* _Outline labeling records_
---*---

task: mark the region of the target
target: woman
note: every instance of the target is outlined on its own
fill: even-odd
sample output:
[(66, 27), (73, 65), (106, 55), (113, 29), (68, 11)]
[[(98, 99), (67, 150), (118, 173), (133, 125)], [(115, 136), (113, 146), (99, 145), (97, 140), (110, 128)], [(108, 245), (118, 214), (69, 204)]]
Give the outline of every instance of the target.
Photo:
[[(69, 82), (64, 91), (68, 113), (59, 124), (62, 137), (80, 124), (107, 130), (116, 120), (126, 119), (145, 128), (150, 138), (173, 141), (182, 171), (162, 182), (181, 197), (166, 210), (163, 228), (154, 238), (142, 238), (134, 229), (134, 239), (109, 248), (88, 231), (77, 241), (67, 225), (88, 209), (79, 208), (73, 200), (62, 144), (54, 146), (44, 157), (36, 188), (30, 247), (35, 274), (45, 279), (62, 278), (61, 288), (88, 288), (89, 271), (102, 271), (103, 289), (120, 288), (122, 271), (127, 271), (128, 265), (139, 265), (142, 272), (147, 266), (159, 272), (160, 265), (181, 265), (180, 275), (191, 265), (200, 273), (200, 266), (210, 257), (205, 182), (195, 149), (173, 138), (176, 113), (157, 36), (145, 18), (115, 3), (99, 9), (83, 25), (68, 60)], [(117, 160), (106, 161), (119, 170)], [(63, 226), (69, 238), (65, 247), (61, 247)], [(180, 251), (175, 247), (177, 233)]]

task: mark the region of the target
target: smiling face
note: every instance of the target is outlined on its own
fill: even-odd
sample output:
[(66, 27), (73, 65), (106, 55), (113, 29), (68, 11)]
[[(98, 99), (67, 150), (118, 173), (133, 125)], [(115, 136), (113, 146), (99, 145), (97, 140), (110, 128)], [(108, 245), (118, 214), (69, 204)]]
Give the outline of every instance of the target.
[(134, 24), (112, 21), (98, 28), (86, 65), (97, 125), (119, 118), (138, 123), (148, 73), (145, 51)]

---*---

* _To do_
Change "outlined on its own" to "outlined separately" throughout the records above, and write out all their lines again with nothing else altered.

* _Solution for this task_
task: mark the region of the target
target: woman
note: every instance of the target is outlined separately
fill: even-odd
sample output:
[(66, 27), (73, 65), (106, 55), (113, 29), (68, 11)]
[[(98, 99), (67, 150), (118, 173), (133, 125)], [(115, 136), (113, 146), (99, 145), (97, 140), (110, 128)], [(108, 245), (118, 214), (69, 204)]]
Give the outline of every instance of the target.
Photo:
[[(69, 82), (64, 91), (68, 113), (59, 124), (62, 137), (80, 124), (107, 130), (116, 120), (126, 119), (145, 128), (150, 138), (173, 141), (182, 171), (162, 182), (181, 197), (166, 210), (163, 228), (154, 238), (142, 238), (134, 229), (134, 239), (109, 248), (88, 231), (77, 241), (67, 225), (88, 209), (79, 208), (73, 200), (62, 144), (54, 146), (44, 157), (36, 188), (30, 247), (35, 274), (45, 279), (62, 278), (61, 288), (88, 288), (89, 271), (102, 271), (103, 289), (120, 288), (122, 271), (127, 271), (128, 265), (139, 265), (142, 272), (147, 266), (159, 272), (160, 265), (181, 265), (180, 275), (191, 265), (200, 273), (200, 266), (210, 257), (205, 182), (195, 149), (173, 138), (176, 113), (157, 36), (145, 18), (115, 3), (99, 9), (83, 25), (68, 60)], [(117, 160), (106, 161), (119, 170)], [(63, 226), (69, 238), (65, 247), (61, 247)], [(180, 251), (175, 247), (177, 233)]]

task: mark the region of the target
target: smiling face
note: every instance of the target is outlined separately
fill: even-odd
sample output:
[(66, 27), (73, 65), (106, 55), (113, 29), (68, 11)]
[[(98, 99), (67, 150), (118, 173), (133, 125)], [(115, 136), (113, 146), (99, 145), (97, 140), (110, 128)], [(108, 245), (118, 214), (69, 204)]]
Give the outline of every instance of the target.
[(134, 24), (112, 21), (98, 28), (86, 65), (97, 125), (119, 118), (138, 123), (148, 73), (145, 51)]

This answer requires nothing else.